Once the records have been read, set every one down as it stands.

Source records
---*---

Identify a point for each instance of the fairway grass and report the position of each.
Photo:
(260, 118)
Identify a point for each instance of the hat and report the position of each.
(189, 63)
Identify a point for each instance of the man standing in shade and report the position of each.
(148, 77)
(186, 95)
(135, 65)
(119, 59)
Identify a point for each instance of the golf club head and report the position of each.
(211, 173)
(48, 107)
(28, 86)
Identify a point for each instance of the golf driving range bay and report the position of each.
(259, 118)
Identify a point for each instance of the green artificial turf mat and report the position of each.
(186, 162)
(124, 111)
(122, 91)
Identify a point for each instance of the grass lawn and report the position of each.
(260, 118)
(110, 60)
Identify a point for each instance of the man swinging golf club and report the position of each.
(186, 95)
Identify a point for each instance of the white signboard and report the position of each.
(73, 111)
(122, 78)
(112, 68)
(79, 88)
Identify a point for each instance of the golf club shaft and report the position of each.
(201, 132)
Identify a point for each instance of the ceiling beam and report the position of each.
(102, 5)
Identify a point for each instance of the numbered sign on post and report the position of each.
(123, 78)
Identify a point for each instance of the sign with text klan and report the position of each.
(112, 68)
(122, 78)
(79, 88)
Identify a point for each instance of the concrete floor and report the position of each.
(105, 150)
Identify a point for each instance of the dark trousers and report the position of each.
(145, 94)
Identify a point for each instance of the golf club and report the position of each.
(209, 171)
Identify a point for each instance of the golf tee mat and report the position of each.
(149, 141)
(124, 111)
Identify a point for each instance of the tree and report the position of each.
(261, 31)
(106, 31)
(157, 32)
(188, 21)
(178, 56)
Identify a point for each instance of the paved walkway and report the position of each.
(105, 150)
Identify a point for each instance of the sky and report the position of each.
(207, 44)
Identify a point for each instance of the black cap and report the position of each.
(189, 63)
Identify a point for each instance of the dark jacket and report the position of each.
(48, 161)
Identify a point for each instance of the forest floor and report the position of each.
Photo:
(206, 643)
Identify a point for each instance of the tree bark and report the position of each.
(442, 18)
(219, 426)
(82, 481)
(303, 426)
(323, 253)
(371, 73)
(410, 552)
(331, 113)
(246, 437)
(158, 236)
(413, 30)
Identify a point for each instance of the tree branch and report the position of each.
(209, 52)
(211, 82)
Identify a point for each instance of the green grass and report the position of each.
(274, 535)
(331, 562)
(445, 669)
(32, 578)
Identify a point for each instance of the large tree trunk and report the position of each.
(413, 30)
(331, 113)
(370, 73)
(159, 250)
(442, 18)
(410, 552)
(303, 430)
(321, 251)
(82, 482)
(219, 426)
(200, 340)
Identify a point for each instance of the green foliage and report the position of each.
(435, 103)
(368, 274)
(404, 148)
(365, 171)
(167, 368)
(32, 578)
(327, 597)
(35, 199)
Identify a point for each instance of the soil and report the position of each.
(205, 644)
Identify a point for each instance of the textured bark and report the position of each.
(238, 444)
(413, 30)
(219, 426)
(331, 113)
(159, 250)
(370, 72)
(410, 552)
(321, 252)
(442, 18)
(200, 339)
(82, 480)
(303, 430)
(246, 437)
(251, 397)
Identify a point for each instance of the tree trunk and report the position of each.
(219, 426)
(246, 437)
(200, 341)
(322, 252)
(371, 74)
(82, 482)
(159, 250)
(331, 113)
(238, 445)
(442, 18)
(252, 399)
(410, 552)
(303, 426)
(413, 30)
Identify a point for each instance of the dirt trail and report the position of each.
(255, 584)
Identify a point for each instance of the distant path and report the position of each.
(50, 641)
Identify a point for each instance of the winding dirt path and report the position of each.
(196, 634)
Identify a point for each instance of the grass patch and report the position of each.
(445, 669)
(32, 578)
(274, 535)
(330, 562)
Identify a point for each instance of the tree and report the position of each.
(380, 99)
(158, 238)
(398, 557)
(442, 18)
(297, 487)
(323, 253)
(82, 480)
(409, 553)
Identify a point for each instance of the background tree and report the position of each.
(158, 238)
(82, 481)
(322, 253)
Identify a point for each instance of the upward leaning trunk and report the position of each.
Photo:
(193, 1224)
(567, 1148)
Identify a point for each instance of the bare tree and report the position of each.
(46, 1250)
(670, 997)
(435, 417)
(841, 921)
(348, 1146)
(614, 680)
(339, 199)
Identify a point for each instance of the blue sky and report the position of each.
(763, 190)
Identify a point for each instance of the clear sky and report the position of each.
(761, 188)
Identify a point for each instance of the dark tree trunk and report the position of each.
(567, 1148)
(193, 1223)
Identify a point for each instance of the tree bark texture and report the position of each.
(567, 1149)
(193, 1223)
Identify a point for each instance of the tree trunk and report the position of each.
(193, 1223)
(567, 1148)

---*---

**Result of this exercise**.
Identify a point for each instance of the fairway grass and report the position of each.
Photo:
(260, 118)
Identify a point for each instance of the hat and report the position of each.
(189, 63)
Identify a point for each instance of the man standing in shade and report the position of each.
(148, 77)
(186, 95)
(135, 65)
(119, 59)
Identify a point for each instance of the golf club head and report the position of each.
(211, 173)
(48, 107)
(28, 86)
Identify a point for each instance of the golf driving range bay and report the position of each.
(259, 118)
Identify a point for each instance of the green artificial turf mat and report the position of each.
(186, 162)
(124, 111)
(122, 91)
Identify a point for each instance of the grass lawn and report the position of each.
(260, 118)
(110, 60)
Identify a point for each instance of the man swinging golf club and report the position of each.
(186, 95)
Identify a point for each instance of the white signboard and report the position of each.
(73, 111)
(122, 78)
(112, 68)
(79, 88)
Identify a point for each instance of the golf club shaft and report the position of each.
(201, 132)
Identify a point for each instance of the ceiling beam and report the position of each.
(102, 5)
Identify a point for each instance of the numbered sign on post and report the position of each.
(123, 78)
Identify a point for each instance of the sign with text klan and report the position of each.
(112, 68)
(122, 78)
(79, 88)
Identify a point for each instance of the concrete floor and report the position of each.
(105, 150)
Identify a point for each instance of the dark trousers and report the position of each.
(145, 94)
Identify a point for each instance of the golf club and report the position of each.
(209, 171)
Identify a point for each instance of the golf tee mat and report the position of each.
(149, 141)
(124, 111)
Identify a point for each instance of the tree and report the position of each.
(261, 31)
(106, 31)
(157, 32)
(188, 21)
(178, 56)
Identify a point for each instance of the paved walkway and report the position of each.
(105, 150)
Identify a point for each instance of the sky and report the position of each.
(207, 44)
Identify a point for each instance of the black cap and report the position of each.
(189, 63)
Identify a point for each instance of the dark jacket and report the position of each.
(48, 161)
Identify a point for each instance of the forest floor and report the position of each.
Photo:
(206, 643)
Identify a point for each instance of the tree bark and report the position of each.
(442, 18)
(219, 426)
(82, 481)
(303, 426)
(323, 253)
(371, 73)
(410, 552)
(331, 113)
(246, 437)
(158, 236)
(413, 30)
Identify a point for each instance of the tree branch and report the position of each.
(209, 52)
(211, 82)
Identify a point for each instance of the green grass and report the position of each.
(274, 535)
(331, 562)
(445, 669)
(32, 578)
Identify a point for each instance of the large tree trunk and report the position of each.
(413, 30)
(331, 113)
(370, 73)
(159, 250)
(442, 18)
(410, 552)
(303, 430)
(321, 251)
(82, 482)
(219, 426)
(200, 340)
Identify a point for each instance of the green foliage and report the position of each.
(435, 103)
(368, 274)
(404, 148)
(365, 171)
(167, 368)
(32, 578)
(327, 597)
(35, 199)
Identify a point for each instance of the soil and report the position of each.
(205, 644)
Identify a point for each instance of the textured bark and report the position of each.
(238, 444)
(413, 30)
(219, 426)
(331, 113)
(159, 250)
(370, 72)
(410, 552)
(321, 252)
(442, 18)
(200, 339)
(82, 480)
(303, 430)
(246, 437)
(251, 397)
Identify a point for each instance of the tree trunk and report the position of each.
(219, 426)
(246, 437)
(200, 341)
(322, 252)
(371, 74)
(82, 482)
(159, 250)
(331, 113)
(238, 445)
(442, 18)
(252, 399)
(410, 552)
(303, 426)
(413, 30)
Identify a point for each instance of the dirt trail and report the position of each.
(255, 584)
Identify a point for each instance of the distant path and report the position of each.
(50, 641)
Identify a point for each instance of the winding dirt path and report the position of each.
(196, 634)
Identify a point for each instance of the grass patch and report the position of each.
(445, 669)
(32, 578)
(274, 535)
(330, 562)
Identify a point for each instance of the tree and report the position of each.
(380, 99)
(158, 238)
(398, 557)
(442, 18)
(297, 487)
(323, 253)
(82, 480)
(409, 553)
Identify a point for each instance of the background tree and report the position of each.
(158, 238)
(82, 481)
(322, 253)
Identify a point for each instance of the upward leaning trunk and report the position of each.
Photo:
(193, 1224)
(567, 1148)
Identify a point for each instance of the bare tree and report the position of each.
(46, 1250)
(670, 997)
(435, 417)
(841, 921)
(348, 1146)
(614, 680)
(339, 199)
Identify a point for each instance of the blue sky and report the position of each.
(763, 190)
Identify a point for each instance of the clear sky and report the position of each.
(761, 188)
Identify a point for each instance of the dark tree trunk and report the position of each.
(567, 1148)
(193, 1223)
Identify a point for each instance of the tree bark texture and report the position of each.
(567, 1149)
(193, 1223)
Identify a point for each instance of the tree trunk and report the position of each.
(193, 1223)
(567, 1148)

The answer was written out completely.